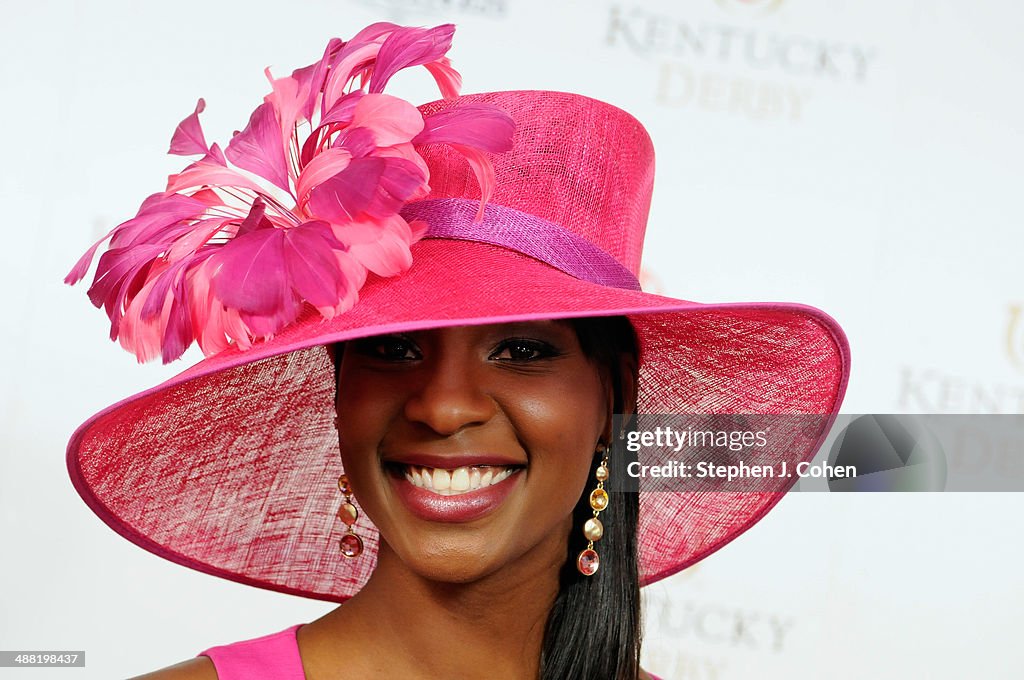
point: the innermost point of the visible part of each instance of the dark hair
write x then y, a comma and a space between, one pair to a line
594, 628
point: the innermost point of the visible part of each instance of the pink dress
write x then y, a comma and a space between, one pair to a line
271, 657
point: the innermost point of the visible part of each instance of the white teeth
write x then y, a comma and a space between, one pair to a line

◇ ◇ ◇ ◇ ◇ ◇ ◇

What is required:
Write out every line of the records again, requests included, with 135 added to each coordinate in the answers. Leave the pictures out.

Task output:
point: the innermost point of the visible part of each instance of the dark hair
write x then y, a comma and a space between, one pair to a line
729, 763
point: the innermost point of the visible part of each instance of the pink dress
write x then y, a comma and a space between, one pair to a line
406, 792
point: the innermost point of the visible part of each instance of the white teeth
write x then y, a comma and a space between, one pair to a line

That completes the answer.